__WORK TO COMPLETE__.
With the images removed, write out every line below exactly.

============

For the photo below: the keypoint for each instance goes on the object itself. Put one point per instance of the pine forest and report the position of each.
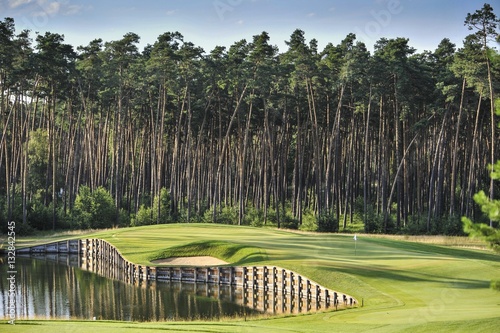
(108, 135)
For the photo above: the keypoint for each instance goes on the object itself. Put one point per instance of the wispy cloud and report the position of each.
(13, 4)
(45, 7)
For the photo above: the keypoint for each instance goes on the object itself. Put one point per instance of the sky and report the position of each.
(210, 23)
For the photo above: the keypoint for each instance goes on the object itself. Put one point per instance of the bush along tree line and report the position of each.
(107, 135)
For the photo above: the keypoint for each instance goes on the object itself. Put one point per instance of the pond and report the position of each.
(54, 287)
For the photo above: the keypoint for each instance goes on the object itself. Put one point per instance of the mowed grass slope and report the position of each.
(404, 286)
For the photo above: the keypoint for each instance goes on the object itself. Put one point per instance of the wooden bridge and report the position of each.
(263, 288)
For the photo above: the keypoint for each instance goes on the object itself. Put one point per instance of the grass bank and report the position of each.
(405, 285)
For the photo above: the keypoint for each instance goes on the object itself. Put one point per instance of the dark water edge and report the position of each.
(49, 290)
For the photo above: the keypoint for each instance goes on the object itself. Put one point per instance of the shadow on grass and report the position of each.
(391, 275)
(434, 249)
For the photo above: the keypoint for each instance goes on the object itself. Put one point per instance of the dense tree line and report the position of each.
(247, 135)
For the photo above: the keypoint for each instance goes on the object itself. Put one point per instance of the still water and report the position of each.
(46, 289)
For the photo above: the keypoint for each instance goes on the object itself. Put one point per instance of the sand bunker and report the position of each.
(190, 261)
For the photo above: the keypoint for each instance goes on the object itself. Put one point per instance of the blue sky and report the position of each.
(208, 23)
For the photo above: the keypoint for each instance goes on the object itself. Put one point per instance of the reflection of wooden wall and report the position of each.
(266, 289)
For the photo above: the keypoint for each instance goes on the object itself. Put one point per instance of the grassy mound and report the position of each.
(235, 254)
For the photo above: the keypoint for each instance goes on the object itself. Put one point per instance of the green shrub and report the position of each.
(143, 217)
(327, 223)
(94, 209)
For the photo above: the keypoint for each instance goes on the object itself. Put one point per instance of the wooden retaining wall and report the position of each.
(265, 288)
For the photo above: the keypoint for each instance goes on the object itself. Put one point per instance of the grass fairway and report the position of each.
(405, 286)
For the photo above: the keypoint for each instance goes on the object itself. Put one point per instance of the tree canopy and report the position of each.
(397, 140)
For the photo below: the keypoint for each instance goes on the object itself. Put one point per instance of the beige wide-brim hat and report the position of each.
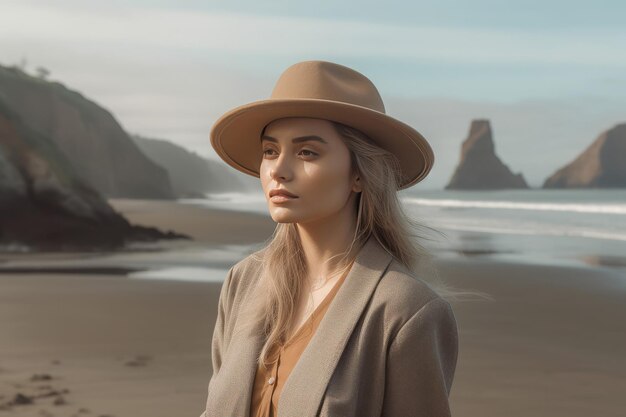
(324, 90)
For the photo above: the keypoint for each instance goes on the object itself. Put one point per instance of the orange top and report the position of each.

============

__TASK RESULT__.
For the photo below: the keypoint for each instance goes on the object itself. Put one point per instance of the pine forest and report the position of each.
(108, 135)
For the photo above: the keypoint for each instance goes on the object itself. Put one point per instance of the wispy cloud and report the position of each.
(13, 4)
(45, 7)
For the photo above: the keypoint for each instance goes on the object itself. Put one point per instance of the sky and report the position of each.
(210, 23)
For the photo above: the keypoint for each instance goes on the object itself. Put one point per instance of the bush along tree line and report the position of each.
(107, 135)
For the photo above: the keypoint for each instance goes on the object itself. Put one point per instance of the pond and report the position of each.
(54, 287)
For the photo above: the keypoint for each instance goes on the object itself. Put one point per instance of the mowed grass slope and report the position of each.
(404, 286)
For the photo above: the keypoint for each instance goes on the object itself. Put one point per instance of the wooden bridge and report the position of each.
(263, 288)
For the photo above: the keypoint for each instance goes on the object itself. Put one point per instance of the grass bank and report the position of each.
(405, 285)
For the photo above: the keypoint for each instance goes on the object itself. Put one point per instance of the dark water edge and report the position of each.
(49, 290)
For the photo above: the keypoint for each instance goes on the object itself. Put one point per instance of the shadow on grass and report the position of each.
(391, 275)
(434, 249)
For the photo above: the keypoint for each instance goes on the object itself. Put one point per instance of the dense tree line and report the position of each.
(247, 135)
For the photo above: the keypoint for each instance goes on the object itself. Put one point per instance of the still water and report the position of each.
(46, 289)
For the photo above: the keypoint for each instance goes on the object itself. Put one point per instance of the sand bunker and report the position of each.
(190, 261)
For the photo above: the keypoint for each instance goes on the object itself. Put one point per instance of the blue sky and report the position of each.
(208, 23)
For the photo above: the keypoint for each instance goes on the object itself. Put one point per instance of the reflection of wooden wall and report the position of each.
(266, 289)
For the photo above: the keypoint for each instance goes on the object itself. Put one point per instance of the grassy mound and report the position of each.
(235, 254)
For the photo above: the keypoint for each instance goes on the object itself. Put one point per instance of the green shrub and report the position of each.
(143, 217)
(327, 223)
(94, 209)
For the photo above: the keypoint for each instance goes on the object itself. Put one point per instance of the wooden retaining wall and report the position of each.
(265, 288)
For the photo above: the keypoint for each instance goes on the object itself. Put one point per instance of the grass fairway and report the position of each.
(405, 286)
For the photo above: the keypoint for each instance goes on the object itself. Put one point per instance of the tree canopy and report the position of each.
(397, 140)
For the photo below: the keypoint for each instance goes on the object itself. Put one point per instance of the beige wide-brim hat and report the position of each.
(324, 90)
For the photo above: the keypoint for each instance goes on the object itself. Put one point per instance of the orange top and report the position of each.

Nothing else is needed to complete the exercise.